Return only the lines starting at the line that contains "Where can the orange" and ending with the final line of the listing; include both endpoints.

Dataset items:
----------

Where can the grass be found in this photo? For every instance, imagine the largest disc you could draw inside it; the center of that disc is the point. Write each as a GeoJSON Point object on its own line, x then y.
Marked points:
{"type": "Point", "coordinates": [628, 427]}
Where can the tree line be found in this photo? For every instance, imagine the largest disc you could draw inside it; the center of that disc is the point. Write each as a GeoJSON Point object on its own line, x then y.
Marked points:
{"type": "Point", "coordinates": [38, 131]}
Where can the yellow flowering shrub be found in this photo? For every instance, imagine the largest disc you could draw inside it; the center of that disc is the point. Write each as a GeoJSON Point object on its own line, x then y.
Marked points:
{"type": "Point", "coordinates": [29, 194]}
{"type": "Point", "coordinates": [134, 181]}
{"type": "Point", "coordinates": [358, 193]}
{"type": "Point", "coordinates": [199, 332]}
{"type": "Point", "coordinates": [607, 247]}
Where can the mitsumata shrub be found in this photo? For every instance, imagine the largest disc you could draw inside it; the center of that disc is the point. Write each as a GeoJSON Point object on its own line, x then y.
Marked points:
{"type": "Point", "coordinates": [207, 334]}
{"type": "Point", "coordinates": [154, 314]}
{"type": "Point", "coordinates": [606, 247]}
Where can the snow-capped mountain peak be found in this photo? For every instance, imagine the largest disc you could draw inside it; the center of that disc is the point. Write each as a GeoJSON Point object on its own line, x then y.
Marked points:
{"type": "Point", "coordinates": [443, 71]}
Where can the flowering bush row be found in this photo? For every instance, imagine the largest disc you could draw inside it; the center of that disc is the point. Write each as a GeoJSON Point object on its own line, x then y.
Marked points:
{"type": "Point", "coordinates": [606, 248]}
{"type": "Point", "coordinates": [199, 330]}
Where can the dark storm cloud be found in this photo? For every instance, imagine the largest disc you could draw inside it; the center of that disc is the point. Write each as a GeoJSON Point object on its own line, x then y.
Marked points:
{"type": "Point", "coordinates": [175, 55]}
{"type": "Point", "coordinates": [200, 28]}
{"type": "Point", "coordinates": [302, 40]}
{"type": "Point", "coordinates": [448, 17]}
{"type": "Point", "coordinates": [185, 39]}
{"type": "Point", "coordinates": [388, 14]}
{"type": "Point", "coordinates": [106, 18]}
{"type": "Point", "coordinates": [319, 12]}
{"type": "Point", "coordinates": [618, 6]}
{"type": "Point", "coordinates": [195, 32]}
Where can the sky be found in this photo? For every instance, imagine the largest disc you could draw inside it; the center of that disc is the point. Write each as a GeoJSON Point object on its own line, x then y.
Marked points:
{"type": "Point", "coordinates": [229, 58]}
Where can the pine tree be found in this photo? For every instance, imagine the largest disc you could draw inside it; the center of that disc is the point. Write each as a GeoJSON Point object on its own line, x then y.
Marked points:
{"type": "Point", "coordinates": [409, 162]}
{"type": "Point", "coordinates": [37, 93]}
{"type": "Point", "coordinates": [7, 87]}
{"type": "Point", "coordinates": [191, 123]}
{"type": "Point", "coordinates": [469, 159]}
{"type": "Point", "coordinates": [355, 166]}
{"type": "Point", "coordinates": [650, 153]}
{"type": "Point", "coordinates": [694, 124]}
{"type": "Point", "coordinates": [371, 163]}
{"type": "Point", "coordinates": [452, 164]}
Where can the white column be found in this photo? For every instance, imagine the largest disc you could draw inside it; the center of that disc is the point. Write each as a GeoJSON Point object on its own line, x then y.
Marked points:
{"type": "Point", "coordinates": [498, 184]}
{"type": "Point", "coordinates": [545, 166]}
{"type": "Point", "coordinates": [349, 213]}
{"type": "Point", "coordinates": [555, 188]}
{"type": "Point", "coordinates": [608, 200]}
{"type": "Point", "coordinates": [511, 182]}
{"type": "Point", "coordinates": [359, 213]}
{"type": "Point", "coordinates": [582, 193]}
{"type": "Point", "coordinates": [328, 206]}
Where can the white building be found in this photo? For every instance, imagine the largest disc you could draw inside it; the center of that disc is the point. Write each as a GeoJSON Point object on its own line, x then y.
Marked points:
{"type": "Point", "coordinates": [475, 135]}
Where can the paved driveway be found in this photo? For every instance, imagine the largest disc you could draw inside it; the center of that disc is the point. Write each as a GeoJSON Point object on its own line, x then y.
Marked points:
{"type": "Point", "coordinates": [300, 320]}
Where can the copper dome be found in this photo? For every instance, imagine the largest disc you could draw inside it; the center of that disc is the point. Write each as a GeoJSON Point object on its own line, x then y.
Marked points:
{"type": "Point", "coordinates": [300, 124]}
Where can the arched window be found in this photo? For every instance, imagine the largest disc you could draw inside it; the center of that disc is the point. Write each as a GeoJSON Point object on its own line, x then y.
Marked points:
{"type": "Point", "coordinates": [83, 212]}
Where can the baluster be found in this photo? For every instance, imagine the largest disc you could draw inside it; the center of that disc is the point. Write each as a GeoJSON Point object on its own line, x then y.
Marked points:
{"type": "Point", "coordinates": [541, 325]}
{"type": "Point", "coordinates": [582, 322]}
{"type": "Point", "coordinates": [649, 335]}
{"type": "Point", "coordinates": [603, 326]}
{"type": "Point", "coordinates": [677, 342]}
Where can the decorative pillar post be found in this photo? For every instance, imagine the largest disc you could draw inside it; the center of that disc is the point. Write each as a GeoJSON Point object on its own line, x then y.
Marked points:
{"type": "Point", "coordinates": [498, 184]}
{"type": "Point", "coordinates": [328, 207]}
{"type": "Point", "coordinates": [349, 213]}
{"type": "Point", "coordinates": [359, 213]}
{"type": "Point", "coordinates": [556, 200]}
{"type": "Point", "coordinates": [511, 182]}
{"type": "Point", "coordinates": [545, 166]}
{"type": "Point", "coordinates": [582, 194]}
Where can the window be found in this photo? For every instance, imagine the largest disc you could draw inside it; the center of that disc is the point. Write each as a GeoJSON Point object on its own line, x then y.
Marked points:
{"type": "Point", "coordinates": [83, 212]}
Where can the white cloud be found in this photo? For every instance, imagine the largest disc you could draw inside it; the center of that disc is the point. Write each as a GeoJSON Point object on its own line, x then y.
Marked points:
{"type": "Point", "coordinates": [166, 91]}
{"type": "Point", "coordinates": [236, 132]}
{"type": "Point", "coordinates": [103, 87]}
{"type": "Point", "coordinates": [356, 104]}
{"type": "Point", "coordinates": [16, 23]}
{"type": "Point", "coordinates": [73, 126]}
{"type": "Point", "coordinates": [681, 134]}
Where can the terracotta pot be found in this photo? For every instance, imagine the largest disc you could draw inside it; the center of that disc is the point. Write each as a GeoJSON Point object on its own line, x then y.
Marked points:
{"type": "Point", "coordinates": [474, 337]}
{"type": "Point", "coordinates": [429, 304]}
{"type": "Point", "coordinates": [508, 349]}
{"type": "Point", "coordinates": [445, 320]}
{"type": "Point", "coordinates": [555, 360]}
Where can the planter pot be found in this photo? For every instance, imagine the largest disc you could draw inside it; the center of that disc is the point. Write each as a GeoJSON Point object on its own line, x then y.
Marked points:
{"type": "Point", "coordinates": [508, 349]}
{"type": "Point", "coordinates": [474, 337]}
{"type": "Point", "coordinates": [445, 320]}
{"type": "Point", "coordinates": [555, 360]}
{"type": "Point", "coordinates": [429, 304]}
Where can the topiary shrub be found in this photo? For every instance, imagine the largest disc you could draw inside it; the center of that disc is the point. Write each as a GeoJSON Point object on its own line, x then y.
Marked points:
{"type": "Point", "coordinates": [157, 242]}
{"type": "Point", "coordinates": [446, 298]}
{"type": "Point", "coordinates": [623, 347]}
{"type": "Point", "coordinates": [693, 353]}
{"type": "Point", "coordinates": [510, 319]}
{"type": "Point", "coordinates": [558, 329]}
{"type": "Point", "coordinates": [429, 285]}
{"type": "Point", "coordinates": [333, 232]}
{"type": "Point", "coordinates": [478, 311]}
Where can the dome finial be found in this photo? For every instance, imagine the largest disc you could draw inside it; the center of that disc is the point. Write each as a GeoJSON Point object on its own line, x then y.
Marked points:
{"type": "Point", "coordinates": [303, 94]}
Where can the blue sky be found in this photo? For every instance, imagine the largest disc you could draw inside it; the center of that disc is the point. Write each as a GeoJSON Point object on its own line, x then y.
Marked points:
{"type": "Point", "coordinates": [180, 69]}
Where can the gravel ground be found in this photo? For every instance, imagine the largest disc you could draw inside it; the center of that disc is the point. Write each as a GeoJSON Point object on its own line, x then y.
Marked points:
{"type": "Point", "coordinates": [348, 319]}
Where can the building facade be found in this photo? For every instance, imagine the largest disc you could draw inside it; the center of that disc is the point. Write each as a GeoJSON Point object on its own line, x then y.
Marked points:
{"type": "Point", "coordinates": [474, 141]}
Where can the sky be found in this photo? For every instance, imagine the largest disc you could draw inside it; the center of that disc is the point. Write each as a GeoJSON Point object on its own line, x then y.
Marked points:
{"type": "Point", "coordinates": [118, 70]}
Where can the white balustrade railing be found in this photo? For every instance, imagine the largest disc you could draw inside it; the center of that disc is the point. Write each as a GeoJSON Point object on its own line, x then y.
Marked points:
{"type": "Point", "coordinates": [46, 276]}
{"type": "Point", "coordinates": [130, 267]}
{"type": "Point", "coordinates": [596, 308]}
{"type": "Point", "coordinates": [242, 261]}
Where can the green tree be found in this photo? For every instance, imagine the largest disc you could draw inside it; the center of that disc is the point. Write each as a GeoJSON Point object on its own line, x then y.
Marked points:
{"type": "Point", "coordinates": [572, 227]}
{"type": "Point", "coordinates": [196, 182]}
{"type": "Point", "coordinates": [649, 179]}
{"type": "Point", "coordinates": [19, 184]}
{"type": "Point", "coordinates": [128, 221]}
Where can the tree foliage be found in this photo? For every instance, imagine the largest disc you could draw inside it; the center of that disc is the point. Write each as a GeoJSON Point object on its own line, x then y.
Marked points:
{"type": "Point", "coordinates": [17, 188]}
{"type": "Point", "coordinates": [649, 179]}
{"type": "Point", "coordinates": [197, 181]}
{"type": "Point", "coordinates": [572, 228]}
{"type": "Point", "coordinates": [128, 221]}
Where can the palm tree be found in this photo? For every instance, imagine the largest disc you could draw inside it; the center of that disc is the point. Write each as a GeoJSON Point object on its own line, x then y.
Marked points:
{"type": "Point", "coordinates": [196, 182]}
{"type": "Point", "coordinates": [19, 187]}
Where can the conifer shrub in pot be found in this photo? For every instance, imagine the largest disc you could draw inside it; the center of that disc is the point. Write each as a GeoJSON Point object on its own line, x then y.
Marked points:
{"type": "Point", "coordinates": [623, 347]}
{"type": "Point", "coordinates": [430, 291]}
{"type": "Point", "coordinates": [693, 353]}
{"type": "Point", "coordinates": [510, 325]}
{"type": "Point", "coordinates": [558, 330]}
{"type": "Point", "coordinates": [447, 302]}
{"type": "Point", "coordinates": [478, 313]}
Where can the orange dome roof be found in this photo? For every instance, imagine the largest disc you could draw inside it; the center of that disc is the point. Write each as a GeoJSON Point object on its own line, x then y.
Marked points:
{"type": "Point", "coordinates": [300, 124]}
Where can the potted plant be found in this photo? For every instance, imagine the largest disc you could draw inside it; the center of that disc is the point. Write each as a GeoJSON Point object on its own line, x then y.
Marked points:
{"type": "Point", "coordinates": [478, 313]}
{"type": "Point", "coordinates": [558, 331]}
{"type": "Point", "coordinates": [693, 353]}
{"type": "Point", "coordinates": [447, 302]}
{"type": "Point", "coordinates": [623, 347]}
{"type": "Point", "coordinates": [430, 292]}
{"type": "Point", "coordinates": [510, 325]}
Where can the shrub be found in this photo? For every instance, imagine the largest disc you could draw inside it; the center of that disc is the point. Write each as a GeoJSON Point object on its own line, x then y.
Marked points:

----------

__Answer to the task__.
Where can the orange dome roof be found in this photo? For every instance, imagine the largest disc you could draw inside it; the center of that disc is the point. Write each as a GeoJSON Point object on its own line, x then y.
Marked points:
{"type": "Point", "coordinates": [300, 124]}
Where can the potted plant be found in this photo? For every instance, imagine the largest disc you could draw inside it; the center of that disc is the point. Write each as a GeoJSON Point object on its own line, x then y.
Marked points:
{"type": "Point", "coordinates": [478, 313]}
{"type": "Point", "coordinates": [558, 331]}
{"type": "Point", "coordinates": [693, 353]}
{"type": "Point", "coordinates": [447, 302]}
{"type": "Point", "coordinates": [623, 347]}
{"type": "Point", "coordinates": [430, 292]}
{"type": "Point", "coordinates": [510, 325]}
Where can the shrub be found in this photo? For every instance, imagine the largest disc you could draw inside it; the center of that disc is the point. Write each as a GeoJSON Point object on its own line, x then y.
Marked points:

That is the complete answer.